● Short problem:
Please rewrite the records as a two-column CSV with the header "text" and "answer", one row per record. Start at the record whose line contains "Put a point on every instance of the white-edged", continue through the end of the records, and put each field in quotes with its line breaks replaced by spaces.

● Records:
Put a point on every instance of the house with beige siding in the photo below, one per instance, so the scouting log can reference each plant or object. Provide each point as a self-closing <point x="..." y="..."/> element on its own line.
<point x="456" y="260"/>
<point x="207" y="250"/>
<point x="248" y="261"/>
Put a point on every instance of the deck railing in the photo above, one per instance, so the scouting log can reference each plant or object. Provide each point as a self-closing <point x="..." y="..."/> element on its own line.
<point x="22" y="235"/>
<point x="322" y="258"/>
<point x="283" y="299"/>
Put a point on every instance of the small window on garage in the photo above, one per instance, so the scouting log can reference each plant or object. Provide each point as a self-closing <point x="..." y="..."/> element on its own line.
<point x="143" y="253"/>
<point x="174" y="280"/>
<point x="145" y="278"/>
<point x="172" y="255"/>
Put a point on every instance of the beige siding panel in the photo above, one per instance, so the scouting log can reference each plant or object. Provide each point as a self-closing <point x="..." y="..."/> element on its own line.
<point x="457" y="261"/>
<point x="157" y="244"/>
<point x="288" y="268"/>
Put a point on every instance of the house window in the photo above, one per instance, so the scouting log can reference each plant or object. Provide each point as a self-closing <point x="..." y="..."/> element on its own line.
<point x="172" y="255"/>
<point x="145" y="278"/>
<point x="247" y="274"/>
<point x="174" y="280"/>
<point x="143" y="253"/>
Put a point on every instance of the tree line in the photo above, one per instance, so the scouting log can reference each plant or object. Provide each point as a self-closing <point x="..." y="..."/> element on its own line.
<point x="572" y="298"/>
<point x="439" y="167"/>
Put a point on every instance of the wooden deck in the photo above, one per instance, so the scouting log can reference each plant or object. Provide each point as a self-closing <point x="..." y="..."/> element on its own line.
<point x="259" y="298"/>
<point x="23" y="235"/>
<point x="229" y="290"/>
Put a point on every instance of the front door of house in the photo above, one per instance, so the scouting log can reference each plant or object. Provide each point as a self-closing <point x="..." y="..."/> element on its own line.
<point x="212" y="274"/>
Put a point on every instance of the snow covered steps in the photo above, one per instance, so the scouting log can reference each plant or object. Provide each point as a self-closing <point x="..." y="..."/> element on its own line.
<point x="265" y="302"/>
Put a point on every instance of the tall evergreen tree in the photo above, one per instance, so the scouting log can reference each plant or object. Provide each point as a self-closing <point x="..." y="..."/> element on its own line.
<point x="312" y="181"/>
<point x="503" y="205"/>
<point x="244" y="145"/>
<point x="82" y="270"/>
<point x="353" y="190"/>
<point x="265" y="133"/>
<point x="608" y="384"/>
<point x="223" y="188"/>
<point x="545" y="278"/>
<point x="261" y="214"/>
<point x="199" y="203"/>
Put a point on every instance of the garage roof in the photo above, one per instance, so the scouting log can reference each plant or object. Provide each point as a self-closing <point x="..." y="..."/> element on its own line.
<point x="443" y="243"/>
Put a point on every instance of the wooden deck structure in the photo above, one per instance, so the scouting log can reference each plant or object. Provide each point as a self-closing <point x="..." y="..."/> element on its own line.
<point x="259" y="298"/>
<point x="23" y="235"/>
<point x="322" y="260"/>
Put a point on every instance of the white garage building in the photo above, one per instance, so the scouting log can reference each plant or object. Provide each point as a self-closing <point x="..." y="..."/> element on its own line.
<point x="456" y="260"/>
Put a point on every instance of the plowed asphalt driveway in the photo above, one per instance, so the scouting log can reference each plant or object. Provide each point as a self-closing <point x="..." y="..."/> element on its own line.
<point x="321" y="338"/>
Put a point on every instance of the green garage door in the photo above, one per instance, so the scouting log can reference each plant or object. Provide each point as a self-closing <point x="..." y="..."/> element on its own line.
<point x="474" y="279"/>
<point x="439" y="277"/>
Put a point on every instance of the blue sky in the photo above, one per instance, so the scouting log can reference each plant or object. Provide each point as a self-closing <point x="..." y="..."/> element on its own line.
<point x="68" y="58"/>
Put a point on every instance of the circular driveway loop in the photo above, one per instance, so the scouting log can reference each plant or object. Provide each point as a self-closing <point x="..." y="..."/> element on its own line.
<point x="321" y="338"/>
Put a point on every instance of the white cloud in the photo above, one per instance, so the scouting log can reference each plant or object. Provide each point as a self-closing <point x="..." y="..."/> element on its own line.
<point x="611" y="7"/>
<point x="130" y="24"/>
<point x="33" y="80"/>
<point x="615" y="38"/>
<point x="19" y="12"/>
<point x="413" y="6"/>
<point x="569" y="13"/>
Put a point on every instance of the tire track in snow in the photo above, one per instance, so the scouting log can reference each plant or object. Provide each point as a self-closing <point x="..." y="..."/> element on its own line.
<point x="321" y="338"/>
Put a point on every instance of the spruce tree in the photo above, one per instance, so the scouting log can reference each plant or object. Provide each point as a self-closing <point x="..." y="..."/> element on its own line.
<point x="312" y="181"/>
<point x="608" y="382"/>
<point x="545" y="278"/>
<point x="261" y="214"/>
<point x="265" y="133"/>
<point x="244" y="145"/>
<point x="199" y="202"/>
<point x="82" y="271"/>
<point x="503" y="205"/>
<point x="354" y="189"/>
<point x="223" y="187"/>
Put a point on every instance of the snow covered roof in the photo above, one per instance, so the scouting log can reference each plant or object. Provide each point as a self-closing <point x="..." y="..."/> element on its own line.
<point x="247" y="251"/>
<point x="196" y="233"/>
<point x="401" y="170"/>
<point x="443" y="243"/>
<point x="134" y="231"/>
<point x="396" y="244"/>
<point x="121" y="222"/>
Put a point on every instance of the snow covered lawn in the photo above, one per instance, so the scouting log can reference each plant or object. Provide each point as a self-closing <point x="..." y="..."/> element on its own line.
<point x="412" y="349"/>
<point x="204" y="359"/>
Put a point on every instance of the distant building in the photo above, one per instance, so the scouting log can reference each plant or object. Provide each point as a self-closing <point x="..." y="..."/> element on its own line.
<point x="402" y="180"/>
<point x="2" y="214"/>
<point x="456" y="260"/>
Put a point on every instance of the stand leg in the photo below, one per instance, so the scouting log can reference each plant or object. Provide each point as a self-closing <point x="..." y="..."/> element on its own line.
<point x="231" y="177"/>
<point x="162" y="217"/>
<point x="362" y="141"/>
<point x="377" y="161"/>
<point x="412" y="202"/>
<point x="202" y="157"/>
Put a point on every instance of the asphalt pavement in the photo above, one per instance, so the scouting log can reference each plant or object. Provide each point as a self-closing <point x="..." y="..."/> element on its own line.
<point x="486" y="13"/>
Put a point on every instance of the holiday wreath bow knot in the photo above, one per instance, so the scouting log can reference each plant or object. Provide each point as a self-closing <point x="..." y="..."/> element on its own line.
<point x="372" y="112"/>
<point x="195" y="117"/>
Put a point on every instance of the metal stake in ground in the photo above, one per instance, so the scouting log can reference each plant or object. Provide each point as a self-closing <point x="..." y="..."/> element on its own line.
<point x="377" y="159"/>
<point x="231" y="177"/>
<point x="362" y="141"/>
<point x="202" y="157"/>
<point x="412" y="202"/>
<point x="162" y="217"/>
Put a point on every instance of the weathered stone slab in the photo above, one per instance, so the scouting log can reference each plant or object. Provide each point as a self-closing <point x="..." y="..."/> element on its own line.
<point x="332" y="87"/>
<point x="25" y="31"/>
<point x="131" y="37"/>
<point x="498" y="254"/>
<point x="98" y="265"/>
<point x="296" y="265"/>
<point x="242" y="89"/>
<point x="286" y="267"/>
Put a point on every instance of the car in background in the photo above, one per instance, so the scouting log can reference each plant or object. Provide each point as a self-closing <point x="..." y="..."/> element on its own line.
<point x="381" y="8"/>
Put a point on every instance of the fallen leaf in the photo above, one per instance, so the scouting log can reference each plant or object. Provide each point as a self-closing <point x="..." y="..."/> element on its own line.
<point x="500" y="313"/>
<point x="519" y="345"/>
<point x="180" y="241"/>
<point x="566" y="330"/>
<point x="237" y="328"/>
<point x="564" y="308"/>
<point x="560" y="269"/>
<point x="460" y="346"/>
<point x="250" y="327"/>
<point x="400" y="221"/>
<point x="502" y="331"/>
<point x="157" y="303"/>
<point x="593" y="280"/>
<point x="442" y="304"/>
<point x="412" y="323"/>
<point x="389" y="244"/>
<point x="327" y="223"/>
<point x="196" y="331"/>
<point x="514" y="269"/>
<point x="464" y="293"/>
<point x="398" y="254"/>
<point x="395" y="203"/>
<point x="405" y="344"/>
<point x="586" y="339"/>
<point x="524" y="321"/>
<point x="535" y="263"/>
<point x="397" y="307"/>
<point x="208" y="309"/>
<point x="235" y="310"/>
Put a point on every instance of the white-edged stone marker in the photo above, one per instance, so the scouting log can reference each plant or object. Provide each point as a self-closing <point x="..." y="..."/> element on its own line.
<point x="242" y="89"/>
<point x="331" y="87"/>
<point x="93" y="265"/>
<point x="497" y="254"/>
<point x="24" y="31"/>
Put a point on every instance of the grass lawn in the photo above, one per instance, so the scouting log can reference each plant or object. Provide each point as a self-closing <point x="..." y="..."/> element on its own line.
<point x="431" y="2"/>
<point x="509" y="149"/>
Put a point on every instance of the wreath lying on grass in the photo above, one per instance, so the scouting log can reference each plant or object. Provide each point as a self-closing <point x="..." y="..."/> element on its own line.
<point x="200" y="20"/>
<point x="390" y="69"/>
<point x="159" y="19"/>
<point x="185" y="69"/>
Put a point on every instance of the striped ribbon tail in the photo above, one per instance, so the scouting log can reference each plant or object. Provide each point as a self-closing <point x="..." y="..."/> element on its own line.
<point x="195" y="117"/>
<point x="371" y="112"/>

● Answer to the problem:
text,answer
"Put a point on every instance of the white-edged stone marker in the photo above, one per instance, so the scouting log can reference each plant or object. Provide each point as a self-closing <point x=""..."" y=""...""/> element on its own line.","<point x=""242"" y=""89""/> <point x=""331"" y=""87""/> <point x=""93"" y=""265""/> <point x=""497"" y=""254""/> <point x=""24"" y=""31""/>"
"Put a point on every instance of the grass lawn in the photo above, one per instance, so the scouting log can reference each plant or object. Provide each point as a self-closing <point x=""..."" y=""...""/> element on its own line.","<point x=""431"" y=""2""/> <point x=""509"" y=""149""/>"
"Put a point on every instance of the wreath lying on grass in the photo above, one per instance, so the scouting log can reference each plant or object. Provide each point as a self-closing <point x=""..."" y=""...""/> element on its own line.","<point x=""200"" y=""20""/> <point x=""390"" y=""69""/> <point x=""159"" y=""19""/> <point x=""185"" y=""69""/>"
"Put a point on every instance of the striped ribbon tail in the photo above, one per instance, so the scouting log can reference each plant or object. Provide each point as a self-closing <point x=""..."" y=""...""/> element on its own line.","<point x=""195"" y=""117""/> <point x=""371"" y=""112""/>"